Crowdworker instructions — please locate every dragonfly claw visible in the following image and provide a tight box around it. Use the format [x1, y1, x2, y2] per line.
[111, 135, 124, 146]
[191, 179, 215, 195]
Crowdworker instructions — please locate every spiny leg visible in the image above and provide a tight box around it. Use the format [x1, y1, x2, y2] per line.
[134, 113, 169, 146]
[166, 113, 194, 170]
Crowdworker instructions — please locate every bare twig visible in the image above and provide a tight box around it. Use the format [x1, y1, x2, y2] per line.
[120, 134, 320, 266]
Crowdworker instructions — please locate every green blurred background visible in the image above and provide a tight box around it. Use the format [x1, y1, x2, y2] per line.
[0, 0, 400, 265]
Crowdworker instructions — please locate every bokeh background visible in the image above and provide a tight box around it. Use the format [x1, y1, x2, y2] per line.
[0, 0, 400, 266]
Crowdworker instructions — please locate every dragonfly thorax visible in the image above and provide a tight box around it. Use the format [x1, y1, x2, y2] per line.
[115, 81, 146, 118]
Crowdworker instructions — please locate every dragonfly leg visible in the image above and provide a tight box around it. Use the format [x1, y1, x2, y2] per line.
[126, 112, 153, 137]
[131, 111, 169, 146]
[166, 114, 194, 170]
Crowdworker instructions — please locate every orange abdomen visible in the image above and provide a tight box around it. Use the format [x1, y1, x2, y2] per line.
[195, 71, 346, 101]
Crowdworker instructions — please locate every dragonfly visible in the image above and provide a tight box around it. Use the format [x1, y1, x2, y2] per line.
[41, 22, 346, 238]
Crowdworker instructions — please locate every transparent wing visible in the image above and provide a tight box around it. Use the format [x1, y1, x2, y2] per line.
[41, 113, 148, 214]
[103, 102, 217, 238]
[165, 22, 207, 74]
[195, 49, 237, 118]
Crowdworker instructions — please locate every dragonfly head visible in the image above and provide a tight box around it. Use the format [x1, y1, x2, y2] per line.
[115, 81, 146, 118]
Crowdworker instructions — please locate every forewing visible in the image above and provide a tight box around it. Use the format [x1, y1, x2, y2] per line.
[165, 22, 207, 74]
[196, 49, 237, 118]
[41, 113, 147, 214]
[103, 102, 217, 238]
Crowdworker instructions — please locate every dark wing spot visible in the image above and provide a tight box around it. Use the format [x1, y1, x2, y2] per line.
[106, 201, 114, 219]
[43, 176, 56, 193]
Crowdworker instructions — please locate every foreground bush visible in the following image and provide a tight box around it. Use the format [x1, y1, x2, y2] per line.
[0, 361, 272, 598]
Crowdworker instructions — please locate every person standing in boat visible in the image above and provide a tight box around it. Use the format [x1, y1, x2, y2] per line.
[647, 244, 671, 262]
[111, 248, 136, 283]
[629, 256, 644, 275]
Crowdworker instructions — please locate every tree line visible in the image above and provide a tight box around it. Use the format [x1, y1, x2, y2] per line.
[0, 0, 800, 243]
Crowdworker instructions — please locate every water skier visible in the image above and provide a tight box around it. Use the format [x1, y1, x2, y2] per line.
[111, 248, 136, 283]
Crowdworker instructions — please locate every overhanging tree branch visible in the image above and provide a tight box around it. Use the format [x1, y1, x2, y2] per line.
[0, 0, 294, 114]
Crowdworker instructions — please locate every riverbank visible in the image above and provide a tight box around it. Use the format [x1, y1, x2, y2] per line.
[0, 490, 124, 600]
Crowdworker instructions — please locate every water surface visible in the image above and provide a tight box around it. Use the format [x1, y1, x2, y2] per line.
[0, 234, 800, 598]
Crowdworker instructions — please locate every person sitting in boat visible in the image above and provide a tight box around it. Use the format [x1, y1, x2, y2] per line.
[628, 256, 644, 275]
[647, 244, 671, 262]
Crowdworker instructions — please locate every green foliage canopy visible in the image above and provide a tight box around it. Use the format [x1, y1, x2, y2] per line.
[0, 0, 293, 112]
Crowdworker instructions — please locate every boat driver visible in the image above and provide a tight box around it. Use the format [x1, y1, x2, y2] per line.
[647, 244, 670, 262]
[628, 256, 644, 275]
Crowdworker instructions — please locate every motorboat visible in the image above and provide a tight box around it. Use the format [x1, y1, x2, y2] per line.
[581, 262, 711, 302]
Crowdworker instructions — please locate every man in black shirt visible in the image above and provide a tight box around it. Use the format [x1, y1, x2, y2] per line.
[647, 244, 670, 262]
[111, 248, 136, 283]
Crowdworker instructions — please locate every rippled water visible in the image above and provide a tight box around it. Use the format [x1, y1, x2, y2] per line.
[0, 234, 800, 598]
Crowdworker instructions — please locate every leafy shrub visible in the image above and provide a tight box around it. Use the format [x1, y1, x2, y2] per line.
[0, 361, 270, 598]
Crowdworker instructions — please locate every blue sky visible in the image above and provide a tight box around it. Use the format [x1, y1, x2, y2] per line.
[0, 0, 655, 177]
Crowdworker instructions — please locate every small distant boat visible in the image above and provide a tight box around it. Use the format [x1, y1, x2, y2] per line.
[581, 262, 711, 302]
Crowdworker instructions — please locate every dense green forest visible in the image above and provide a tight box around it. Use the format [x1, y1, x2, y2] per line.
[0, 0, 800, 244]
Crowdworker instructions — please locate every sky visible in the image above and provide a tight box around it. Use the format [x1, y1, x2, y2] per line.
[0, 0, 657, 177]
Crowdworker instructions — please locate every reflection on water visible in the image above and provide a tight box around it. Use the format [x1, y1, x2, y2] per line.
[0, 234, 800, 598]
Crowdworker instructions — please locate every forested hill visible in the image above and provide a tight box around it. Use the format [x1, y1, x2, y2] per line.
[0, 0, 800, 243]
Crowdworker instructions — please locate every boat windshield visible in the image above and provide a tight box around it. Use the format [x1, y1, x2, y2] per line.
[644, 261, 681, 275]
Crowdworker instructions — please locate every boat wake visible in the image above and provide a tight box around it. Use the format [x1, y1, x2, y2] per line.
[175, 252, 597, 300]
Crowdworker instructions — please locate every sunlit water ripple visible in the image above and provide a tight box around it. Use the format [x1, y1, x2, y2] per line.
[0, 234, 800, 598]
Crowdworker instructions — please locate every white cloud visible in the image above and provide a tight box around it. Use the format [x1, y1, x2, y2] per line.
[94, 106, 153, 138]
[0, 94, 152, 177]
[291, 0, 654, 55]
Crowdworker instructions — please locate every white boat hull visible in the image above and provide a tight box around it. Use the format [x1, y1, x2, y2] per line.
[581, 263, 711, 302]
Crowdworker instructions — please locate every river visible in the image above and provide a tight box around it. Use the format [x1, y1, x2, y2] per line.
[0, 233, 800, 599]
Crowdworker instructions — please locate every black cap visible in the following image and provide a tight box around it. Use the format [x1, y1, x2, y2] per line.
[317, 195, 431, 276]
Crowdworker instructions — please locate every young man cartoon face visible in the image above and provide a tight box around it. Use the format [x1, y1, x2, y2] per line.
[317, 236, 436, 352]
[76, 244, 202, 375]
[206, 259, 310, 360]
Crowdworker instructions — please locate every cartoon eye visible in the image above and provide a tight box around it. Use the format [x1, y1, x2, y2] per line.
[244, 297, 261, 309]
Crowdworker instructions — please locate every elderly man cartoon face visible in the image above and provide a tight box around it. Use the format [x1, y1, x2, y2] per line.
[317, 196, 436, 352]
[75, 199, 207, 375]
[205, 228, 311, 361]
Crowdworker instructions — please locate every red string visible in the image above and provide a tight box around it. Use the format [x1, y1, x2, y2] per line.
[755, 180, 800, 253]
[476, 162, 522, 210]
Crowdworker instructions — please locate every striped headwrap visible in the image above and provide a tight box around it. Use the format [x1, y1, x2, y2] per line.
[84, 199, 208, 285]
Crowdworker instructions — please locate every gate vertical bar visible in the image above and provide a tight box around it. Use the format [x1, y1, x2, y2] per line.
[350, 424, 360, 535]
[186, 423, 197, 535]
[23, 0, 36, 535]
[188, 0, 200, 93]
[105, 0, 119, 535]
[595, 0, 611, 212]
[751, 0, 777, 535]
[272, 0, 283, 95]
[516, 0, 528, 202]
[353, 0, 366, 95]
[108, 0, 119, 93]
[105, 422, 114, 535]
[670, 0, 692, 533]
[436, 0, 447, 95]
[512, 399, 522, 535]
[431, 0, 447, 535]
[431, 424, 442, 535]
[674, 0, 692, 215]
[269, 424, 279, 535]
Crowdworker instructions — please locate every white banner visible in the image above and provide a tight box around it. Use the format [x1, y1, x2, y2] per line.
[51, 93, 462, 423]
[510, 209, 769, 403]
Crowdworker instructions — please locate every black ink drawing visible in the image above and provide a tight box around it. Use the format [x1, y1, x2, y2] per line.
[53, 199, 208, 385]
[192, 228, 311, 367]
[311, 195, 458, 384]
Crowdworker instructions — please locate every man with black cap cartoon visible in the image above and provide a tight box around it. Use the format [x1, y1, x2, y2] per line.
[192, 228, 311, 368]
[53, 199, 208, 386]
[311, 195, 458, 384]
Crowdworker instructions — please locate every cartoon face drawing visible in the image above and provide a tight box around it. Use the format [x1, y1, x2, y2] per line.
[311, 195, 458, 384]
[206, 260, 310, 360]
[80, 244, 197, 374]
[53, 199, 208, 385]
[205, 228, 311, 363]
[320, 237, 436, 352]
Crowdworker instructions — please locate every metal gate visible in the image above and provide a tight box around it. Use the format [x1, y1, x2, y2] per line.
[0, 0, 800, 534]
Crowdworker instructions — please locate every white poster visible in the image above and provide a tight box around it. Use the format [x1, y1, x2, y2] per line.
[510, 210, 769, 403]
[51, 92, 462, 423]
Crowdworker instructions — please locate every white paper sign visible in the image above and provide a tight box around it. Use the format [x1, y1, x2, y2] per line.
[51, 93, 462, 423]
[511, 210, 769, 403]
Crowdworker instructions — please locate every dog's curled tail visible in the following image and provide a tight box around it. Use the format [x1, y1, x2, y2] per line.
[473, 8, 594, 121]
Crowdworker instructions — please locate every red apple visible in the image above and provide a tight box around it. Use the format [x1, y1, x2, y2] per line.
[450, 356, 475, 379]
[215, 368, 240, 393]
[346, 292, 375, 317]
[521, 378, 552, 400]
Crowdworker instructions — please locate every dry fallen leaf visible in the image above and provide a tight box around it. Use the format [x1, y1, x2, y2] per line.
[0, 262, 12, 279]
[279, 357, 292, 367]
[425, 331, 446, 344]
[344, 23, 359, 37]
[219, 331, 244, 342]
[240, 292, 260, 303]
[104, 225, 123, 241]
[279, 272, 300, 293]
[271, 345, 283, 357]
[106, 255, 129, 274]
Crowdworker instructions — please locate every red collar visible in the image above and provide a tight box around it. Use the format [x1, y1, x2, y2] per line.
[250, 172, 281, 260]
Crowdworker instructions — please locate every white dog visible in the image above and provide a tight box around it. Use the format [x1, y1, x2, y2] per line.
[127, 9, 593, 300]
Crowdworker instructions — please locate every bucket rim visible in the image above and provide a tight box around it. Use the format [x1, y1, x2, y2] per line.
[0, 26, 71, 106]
┄┄┄┄┄┄┄┄┄┄┄┄┄┄┄┄┄┄┄┄
* **Given request**
Copy every line of the data above verbatim, from the line containing "Crowdworker instructions — please locate every water skier" down to the line containing "[0, 0, 294, 114]", including both of those lines.

* **Worked solution**
Crowdworker instructions — please locate every water skier visible in the image above and provide a tight box around it. Use the format [x1, y1, x2, y2] per line.
[111, 248, 136, 283]
Crowdworker instructions — please locate every overhanging tree branch visible in the image above and provide a tight box around it. Use the format [x1, y1, x2, y2] per line.
[0, 0, 294, 114]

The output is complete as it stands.